WRITTEN INSTRUCTION A: Copy word for word the part of the post below about raising a grown son that starts with the words containing "These times are" and ends with "would be heard.".

SOURCE EXTRACT:

#####

We were blessed with a nine-day visit from our DS and his wife. Although we all were sick for part of the time, we still managed to do everything we wanted to do and had lots of time for rest and reading, which is what DDIL really needed. It was a blessed, laid back time. But it was also busy. You know how it is when you have houseguests in a small house. Because we were all sick, I washed towels every day. And because we wanted all-together time, I cooked breakfast most mornings.

Breakfast, or perhaps I should say brunch, has become a tradition when they come home. We gather around the table about 11:00 and often sit there for hours. In the summer we eat on the patio and have been know to sit and talk until 4:00 in the afternoon—just in time to cook dinner.

These times are precious interludes for me. I’m usually a Type A personality, going, running, doing. I usually eat in the car or on the run. Even when DS was living at home, we usually had dinner together, but it wasn’t a four-hour affair. But because we home schooled, we had times throughout the day and week to talk. Often in the car driving to debate or other places. During those times, we developed a close relationship and the ability to talk about almost anything with one another. He learned to seek our advice, and we learned the best ways to give it so it would be heard.

When he went off to college, we would often spend an hour or more on the phone once or twice a week, just the three of us. He’d tell us all about what he was doing, thinking, feeling, and we’d share our lives with him. He’d often do this while walking around the campus—good exercise! In this way, we stayed close. Didn’t lose touch. And we were able to see him growing in his ability to make wise decisions and weather storms. We gradually let go, moving from being fairly directive in freshman year to just listening and sometimes reflecting or asking a question in senior year. The result is that he has continued talking to us, sharing his life. And his wife is learning to do the same.

Our task, of course, is to develop an adult relationship with them. As they move into adulthood, we can be their friends and their elders. Hopefully wise elders. It’s important to us that he no longer be our “boy,” but that he becomes a man, an adult, who is firmly grounded in his values, his faith, and his new family. A man who can make wise decisions; one who knows when to ask for help or input and when to do it on his own.

I’ve often said that parenting adult children is harder than parenting two’s or teens. It’s hard to make the shift from directive to reflective, but the rewards of doing it well are huge. I’m beginning to like this stage of life. We’re reaping the fruits of our labors.

#####

RECORDS SHOWN:

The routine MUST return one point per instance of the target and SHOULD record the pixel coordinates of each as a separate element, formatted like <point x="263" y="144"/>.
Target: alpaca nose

#####

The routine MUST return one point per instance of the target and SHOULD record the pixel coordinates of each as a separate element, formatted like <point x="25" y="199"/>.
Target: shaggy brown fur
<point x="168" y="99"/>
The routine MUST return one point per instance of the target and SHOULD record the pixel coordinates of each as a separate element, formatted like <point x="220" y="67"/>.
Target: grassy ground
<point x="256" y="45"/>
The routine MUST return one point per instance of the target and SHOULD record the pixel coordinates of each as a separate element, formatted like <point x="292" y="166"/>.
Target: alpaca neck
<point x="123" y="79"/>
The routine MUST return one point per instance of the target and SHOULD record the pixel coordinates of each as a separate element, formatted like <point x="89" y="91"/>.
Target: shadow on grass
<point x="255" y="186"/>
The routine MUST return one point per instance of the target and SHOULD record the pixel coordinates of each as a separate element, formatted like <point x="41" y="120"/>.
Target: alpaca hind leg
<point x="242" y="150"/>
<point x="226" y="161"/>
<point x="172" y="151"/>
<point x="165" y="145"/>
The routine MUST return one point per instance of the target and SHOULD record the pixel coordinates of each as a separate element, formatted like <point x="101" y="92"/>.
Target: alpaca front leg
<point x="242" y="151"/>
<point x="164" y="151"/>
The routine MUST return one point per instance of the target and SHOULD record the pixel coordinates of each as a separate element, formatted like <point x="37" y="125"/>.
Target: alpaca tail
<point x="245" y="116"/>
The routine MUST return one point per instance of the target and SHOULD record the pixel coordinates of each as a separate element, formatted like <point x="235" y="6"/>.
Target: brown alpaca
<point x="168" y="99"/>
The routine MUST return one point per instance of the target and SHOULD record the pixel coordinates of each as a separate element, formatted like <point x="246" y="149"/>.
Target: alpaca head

#####

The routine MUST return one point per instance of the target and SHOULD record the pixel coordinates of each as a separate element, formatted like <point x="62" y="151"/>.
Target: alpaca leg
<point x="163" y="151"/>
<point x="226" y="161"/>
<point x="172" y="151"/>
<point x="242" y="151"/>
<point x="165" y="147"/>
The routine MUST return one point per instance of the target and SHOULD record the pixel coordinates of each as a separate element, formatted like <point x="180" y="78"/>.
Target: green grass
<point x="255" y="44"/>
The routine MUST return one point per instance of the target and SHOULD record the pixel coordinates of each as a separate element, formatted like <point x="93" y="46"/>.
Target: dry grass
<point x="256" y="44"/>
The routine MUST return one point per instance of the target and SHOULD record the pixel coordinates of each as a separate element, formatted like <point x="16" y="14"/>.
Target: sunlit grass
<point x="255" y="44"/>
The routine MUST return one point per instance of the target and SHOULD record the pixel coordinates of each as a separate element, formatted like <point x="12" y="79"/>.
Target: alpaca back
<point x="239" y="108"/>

#####

WRITTEN INSTRUCTION B: How many lines of the records contain the string "brown"? Case counts; reply with the number alone.

EXPECTED ANSWER A:
These times are precious interludes for me. I’m usually a Type A personality, going, running, doing. I usually eat in the car or on the run. Even when DS was living at home, we usually had dinner together, but it wasn’t a four-hour affair. But because we home schooled, we had times throughout the day and week to talk. Often in the car driving to debate or other places. During those times, we developed a close relationship and the ability to talk about almost anything with one another. He learned to seek our advice, and we learned the best ways to give it so it would be heard.

EXPECTED ANSWER B: 2